### Testo da studiare

==========

Follow-up della celiachia: ultime dalla ricerca

 

Follow-up della celiachia: la ricerca fa progressi

 

Attualmente le linee guida per il follow-up della celiachia (1) prevedono che vengano effettuati, inizialmente ogni sei mesi, quindi annualmente, esame sierologici per la ricerca degli anticorpi anti-transglutaminasi.

Tali esami però in realtà non sono così specifici per il monitoraggio del recupero della funzionalità intestinale, e della riduzione dei danni ai villi. Certo, quando gli auto-anticorpi si normalizzano, è ragionevole pensare che si sia normalizzata la situazione anche a livello intestinale, ma in realtà i tempi per la riduzione dell’infiammazione della mucosa sono più lunghi, e non facilmente correlabili a quelli del ritorno degli auto-anticorpi a livelli sotto soglia. Il metodo d’elezione sarebbe la biopsia intestinale, e in effetti molti anni fa il protocollo era proprio questo: biopsia, un anno di dieta sglutinata e nuova biopsia per verificare in situ lo stato dei villi. Ma oggi non è pensabile sottoporre a continue gastroscopie i pazienti celiaci, sia per i costi che questo comporterebbe per il SSN ma anche per i costi individuali: basti pensare che di norma i minori effettuano la gastroscopia in sedazione, e per quanti sviluppi ci siano stati, un’anestesia generale, per quanto lieve, è sempre fonte di rischi non trascurabili.

==========

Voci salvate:

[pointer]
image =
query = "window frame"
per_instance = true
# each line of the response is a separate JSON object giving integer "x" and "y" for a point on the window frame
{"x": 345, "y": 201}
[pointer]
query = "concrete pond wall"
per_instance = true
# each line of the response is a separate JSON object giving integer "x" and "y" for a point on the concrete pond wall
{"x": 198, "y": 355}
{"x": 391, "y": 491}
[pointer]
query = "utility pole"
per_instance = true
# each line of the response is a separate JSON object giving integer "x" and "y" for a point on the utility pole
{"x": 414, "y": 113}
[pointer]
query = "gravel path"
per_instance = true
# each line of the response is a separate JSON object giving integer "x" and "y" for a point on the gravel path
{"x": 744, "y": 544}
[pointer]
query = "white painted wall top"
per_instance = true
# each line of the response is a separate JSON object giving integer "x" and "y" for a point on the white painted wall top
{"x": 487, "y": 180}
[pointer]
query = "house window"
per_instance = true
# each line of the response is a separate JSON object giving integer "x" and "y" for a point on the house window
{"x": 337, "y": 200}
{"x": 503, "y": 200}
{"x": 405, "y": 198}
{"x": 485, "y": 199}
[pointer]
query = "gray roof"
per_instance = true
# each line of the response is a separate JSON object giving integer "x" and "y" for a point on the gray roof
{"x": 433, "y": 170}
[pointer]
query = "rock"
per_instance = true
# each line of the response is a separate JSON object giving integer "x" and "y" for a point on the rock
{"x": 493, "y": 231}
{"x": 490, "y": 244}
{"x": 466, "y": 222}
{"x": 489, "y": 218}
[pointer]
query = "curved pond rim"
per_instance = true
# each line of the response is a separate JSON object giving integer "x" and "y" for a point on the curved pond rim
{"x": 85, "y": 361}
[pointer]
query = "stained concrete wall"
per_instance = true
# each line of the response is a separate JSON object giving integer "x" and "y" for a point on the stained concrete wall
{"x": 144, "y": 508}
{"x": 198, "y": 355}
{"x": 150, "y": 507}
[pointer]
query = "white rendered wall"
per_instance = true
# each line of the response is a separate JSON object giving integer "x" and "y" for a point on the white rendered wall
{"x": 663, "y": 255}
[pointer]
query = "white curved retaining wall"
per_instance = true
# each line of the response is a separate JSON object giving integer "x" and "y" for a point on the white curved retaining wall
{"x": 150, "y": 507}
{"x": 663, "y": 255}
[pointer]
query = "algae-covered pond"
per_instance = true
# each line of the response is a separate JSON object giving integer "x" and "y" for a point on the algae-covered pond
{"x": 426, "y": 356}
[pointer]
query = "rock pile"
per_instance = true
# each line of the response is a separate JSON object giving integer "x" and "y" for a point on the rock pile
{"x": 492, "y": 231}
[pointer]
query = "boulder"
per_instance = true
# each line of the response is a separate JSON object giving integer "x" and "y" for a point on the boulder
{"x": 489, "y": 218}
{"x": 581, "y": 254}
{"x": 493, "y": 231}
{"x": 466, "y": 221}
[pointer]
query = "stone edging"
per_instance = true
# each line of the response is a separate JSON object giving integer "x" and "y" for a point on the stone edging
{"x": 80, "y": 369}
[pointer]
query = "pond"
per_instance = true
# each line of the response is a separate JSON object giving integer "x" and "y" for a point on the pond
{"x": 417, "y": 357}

==========

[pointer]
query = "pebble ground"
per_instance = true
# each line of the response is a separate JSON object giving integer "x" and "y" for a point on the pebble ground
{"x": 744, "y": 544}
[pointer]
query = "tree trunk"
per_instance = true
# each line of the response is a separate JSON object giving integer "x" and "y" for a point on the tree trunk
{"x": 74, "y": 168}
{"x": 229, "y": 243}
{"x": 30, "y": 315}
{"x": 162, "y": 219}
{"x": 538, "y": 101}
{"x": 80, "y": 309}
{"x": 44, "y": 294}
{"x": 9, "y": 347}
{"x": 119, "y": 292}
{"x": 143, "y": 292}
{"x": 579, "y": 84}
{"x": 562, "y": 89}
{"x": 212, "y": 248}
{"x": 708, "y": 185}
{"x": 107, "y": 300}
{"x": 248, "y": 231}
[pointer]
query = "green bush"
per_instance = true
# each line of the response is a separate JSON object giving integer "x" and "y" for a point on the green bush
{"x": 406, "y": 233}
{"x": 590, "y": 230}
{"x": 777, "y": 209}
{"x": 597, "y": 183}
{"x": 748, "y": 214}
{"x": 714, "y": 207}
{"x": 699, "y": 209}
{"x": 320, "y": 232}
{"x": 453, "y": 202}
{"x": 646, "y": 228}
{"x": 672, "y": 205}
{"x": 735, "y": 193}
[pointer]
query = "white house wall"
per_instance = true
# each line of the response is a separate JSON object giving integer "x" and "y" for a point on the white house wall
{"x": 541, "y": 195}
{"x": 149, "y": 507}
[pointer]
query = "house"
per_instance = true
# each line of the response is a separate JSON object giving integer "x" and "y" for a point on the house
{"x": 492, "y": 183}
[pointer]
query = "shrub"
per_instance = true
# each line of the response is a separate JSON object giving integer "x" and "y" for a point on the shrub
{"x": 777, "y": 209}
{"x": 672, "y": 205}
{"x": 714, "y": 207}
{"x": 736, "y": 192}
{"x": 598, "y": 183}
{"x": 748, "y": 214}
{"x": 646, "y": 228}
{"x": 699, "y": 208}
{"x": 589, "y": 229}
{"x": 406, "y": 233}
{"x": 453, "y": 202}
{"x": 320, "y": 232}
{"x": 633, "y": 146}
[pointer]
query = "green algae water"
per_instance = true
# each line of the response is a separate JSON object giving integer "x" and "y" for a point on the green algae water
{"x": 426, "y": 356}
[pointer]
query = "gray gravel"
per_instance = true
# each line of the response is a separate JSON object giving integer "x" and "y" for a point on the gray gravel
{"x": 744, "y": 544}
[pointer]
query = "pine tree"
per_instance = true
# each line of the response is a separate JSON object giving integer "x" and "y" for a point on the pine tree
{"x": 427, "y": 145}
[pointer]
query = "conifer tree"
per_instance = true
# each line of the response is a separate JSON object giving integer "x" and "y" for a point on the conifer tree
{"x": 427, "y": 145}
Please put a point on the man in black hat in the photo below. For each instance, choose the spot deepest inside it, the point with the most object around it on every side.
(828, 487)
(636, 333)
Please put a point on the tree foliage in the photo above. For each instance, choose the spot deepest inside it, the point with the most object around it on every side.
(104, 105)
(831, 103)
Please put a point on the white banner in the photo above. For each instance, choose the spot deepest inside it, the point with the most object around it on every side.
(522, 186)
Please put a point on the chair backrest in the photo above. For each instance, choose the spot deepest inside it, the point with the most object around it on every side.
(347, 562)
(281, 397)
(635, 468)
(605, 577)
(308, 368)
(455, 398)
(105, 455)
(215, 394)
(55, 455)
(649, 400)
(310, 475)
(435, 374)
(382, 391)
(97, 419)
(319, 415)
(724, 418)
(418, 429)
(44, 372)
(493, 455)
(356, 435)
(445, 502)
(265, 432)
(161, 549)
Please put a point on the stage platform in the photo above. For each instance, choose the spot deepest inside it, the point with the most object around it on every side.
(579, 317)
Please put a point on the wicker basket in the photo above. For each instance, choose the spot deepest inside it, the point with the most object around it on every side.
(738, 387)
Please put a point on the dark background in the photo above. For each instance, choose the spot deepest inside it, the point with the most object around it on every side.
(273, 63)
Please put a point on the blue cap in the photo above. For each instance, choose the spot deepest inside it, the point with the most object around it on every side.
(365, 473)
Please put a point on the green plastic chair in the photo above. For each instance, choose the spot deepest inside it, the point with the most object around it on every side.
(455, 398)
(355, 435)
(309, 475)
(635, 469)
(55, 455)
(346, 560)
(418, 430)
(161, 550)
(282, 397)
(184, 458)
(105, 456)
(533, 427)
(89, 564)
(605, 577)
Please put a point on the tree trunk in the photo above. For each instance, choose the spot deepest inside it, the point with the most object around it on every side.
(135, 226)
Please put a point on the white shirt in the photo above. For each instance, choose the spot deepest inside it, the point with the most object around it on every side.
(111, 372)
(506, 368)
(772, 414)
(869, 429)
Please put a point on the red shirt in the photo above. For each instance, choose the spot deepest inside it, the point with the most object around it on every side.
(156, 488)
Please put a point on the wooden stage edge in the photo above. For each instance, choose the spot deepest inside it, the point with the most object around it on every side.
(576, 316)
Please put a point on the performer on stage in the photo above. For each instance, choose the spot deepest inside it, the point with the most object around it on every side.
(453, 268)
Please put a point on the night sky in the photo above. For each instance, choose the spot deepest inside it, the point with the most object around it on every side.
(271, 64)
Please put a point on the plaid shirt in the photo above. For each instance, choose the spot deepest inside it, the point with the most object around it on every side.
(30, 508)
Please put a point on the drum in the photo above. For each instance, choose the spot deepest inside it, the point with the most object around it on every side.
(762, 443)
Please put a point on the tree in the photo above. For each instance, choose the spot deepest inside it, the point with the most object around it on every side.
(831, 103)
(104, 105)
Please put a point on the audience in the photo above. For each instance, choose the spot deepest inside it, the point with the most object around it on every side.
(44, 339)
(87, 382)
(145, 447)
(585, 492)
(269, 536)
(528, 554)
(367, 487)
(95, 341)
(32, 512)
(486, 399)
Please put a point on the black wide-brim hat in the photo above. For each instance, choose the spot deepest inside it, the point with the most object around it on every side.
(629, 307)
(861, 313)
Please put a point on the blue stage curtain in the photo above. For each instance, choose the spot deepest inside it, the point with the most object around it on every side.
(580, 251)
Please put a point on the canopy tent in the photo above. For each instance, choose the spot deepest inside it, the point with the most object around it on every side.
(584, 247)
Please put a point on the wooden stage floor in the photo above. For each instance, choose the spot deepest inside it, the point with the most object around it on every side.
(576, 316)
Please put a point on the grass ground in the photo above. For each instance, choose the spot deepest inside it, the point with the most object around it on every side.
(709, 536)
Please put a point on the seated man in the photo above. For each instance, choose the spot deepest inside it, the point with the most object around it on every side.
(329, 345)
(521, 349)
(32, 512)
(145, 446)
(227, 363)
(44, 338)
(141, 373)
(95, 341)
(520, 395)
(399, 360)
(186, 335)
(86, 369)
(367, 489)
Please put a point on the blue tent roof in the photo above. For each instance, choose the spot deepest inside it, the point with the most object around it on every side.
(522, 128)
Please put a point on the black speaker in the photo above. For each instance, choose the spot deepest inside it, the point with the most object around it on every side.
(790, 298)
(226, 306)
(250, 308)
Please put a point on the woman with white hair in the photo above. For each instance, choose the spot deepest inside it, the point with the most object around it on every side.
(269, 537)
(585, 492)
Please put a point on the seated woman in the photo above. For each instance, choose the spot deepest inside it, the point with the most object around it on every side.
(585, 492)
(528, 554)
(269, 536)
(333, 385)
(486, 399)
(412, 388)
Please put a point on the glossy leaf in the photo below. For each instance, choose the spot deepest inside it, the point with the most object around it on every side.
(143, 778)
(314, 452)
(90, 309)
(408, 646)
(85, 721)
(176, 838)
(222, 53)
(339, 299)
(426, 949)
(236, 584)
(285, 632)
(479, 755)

==========

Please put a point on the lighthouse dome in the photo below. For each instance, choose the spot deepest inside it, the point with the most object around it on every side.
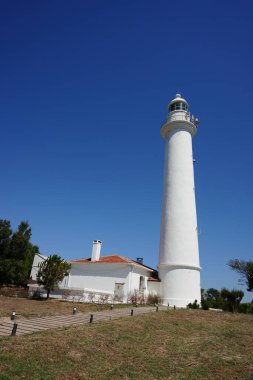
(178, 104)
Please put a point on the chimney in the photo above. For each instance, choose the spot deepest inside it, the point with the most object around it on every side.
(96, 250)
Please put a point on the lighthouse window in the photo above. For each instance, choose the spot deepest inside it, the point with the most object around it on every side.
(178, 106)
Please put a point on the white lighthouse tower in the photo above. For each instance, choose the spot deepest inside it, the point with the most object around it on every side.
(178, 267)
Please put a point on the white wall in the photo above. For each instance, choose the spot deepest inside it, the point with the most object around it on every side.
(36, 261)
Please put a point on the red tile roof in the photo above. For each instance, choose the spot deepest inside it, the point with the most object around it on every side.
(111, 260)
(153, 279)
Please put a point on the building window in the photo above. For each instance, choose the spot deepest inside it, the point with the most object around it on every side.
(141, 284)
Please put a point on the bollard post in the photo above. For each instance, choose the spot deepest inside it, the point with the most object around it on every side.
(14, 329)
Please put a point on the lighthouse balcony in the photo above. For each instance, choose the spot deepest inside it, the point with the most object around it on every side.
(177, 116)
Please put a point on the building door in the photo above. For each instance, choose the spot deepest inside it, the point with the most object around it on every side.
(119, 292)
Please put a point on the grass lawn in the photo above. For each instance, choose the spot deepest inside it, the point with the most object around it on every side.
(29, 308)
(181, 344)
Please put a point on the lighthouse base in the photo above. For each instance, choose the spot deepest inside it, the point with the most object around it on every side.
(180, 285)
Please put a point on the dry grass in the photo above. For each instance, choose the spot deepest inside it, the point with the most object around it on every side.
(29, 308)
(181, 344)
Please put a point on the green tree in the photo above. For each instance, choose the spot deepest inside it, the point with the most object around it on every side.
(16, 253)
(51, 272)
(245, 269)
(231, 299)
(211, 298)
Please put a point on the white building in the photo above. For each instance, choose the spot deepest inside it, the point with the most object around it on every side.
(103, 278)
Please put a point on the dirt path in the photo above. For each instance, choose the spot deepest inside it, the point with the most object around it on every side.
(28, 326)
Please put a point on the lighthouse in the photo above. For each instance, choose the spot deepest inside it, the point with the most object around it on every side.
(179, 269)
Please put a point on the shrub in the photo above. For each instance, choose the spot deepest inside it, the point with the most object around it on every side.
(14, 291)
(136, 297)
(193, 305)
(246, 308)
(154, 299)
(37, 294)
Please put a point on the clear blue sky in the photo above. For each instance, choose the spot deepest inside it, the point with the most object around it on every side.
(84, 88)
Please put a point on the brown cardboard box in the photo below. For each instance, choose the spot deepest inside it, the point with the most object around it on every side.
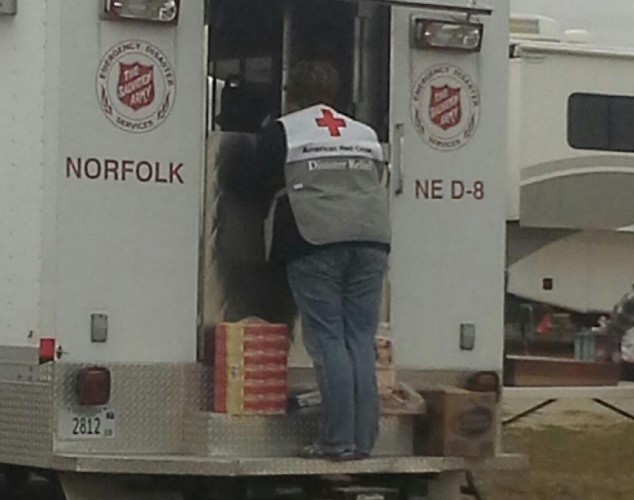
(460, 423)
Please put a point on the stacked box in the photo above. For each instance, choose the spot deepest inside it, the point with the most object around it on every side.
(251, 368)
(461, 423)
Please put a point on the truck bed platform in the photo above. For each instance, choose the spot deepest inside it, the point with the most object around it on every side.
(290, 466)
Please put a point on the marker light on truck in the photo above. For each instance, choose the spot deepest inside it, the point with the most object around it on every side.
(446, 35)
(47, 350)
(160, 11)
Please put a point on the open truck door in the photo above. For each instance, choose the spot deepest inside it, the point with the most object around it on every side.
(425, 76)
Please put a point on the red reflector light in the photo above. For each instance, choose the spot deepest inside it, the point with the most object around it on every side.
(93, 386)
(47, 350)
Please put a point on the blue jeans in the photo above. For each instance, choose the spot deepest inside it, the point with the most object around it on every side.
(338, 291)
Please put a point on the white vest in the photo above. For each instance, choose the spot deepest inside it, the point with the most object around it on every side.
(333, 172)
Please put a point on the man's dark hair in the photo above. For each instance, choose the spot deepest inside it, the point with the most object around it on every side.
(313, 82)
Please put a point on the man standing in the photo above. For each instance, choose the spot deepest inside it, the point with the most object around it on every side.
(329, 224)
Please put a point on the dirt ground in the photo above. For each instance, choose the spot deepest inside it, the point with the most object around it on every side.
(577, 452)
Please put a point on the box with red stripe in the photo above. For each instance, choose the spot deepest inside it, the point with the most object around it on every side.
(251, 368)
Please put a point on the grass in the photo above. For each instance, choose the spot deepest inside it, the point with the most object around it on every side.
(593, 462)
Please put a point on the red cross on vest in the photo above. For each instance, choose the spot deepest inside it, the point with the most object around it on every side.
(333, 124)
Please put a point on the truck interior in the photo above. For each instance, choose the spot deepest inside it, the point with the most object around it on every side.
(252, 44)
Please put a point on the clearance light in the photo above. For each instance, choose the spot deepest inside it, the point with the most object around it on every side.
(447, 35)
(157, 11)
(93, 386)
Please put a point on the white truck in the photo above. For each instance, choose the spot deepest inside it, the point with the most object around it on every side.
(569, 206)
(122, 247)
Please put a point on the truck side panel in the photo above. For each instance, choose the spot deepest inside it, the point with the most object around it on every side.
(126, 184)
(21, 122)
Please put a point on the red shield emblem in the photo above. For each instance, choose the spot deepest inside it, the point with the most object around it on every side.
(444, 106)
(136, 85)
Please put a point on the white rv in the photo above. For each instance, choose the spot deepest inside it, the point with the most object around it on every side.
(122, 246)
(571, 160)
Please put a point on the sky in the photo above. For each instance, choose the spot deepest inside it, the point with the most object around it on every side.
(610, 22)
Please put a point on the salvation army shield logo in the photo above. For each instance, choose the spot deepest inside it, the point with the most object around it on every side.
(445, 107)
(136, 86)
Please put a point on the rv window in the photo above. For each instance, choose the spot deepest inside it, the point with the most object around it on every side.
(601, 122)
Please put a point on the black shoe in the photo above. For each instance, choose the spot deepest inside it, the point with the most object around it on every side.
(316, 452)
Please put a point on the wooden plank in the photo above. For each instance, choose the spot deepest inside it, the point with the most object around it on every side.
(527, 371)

==========

### Compito
Riporta parola per parola tutto il testo sul follow-up della celiachia da "Attualmente le linee" giù fino a "degli anticorpi anti-transglutaminasi.".

### Risposta
Attualmente le linee guida per il follow-up della celiachia (1) prevedono che vengano effettuati, inizialmente ogni sei mesi, quindi annualmente, esame sierologici per la ricerca degli anticorpi anti-transglutaminasi.